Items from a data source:

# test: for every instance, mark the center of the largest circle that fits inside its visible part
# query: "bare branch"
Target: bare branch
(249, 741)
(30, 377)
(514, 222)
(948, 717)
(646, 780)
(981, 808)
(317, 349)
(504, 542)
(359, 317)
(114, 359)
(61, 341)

**Task directions:** Restate the data above word for word. Leave nothing out.

**Answer:**
# test: for every instance, mark the center of the largest circle that fits inside its visible part
# query: "bare branch"
Target: bare branch
(249, 741)
(30, 377)
(514, 222)
(948, 717)
(646, 780)
(981, 808)
(317, 349)
(504, 542)
(359, 317)
(114, 359)
(61, 341)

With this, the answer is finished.